(Records contained in a dataset)

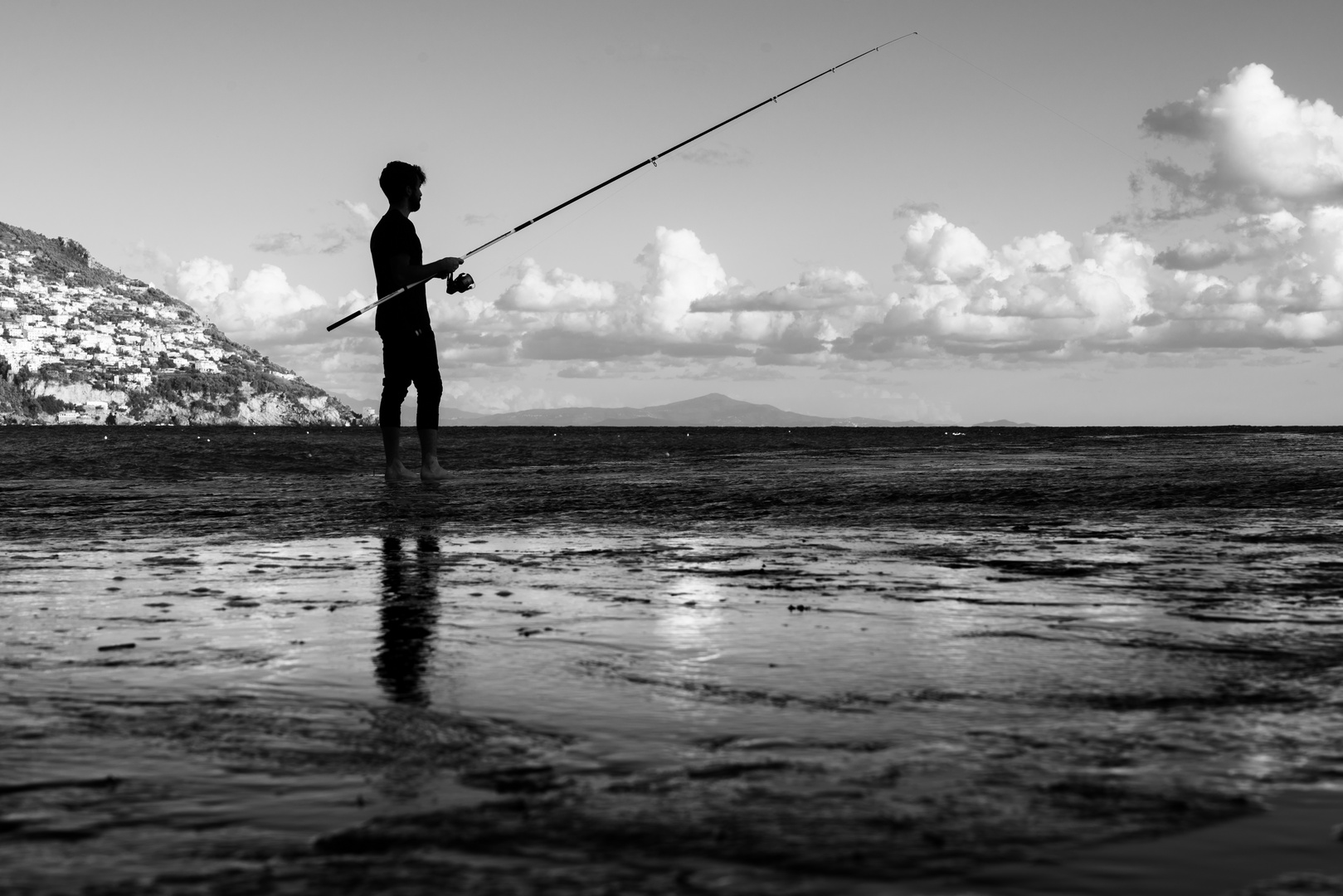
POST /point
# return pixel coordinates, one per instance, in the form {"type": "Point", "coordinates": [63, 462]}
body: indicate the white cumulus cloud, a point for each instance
{"type": "Point", "coordinates": [1267, 148]}
{"type": "Point", "coordinates": [265, 308]}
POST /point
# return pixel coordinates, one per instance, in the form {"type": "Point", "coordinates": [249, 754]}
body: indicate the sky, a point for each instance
{"type": "Point", "coordinates": [1063, 212]}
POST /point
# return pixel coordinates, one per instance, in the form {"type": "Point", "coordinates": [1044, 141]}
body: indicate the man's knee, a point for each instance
{"type": "Point", "coordinates": [395, 388]}
{"type": "Point", "coordinates": [430, 388]}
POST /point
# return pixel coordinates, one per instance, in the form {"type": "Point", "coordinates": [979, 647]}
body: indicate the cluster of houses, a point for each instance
{"type": "Point", "coordinates": [113, 331]}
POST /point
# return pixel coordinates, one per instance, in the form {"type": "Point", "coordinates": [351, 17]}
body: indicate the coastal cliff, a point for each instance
{"type": "Point", "coordinates": [80, 343]}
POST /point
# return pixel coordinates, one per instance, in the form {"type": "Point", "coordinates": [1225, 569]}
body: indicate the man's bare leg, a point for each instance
{"type": "Point", "coordinates": [430, 470]}
{"type": "Point", "coordinates": [397, 472]}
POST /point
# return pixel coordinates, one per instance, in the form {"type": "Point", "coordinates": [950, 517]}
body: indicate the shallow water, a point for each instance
{"type": "Point", "coordinates": [1015, 644]}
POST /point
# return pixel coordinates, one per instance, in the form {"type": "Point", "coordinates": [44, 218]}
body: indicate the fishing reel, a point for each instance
{"type": "Point", "coordinates": [460, 284]}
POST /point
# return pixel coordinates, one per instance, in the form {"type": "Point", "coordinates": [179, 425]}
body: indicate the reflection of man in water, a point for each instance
{"type": "Point", "coordinates": [410, 353]}
{"type": "Point", "coordinates": [408, 616]}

* [WHAT TO PRODUCE]
Lines containing the word "pixel" are to be located in the entries and copied.

* [OUTPUT BELOW]
# return pixel coordinates, one per instance, in the form {"type": "Point", "coordinates": [63, 462]}
# return pixel coordinates, one per instance, in the form {"type": "Point", "coordinates": [249, 754]}
# return pixel coordinates, one per instance, in the form {"type": "Point", "coordinates": [1044, 141]}
# return pixel coordinates, one per instance, in the form {"type": "Point", "coordinates": [979, 647]}
# return pixel coordinates, one per instance, in the form {"type": "Point", "coordinates": [351, 17]}
# return pixel coordinates, one per instance, in the form {"type": "Point", "coordinates": [1225, 569]}
# return pixel coordinates, one per instance, in the form {"type": "Point", "coordinates": [950, 517]}
# return pixel coordinates, one per instance, in the form {"type": "Point", "coordinates": [44, 218]}
# return pixel coordinates, one per instance, in the form {"type": "Point", "coordinates": [179, 425]}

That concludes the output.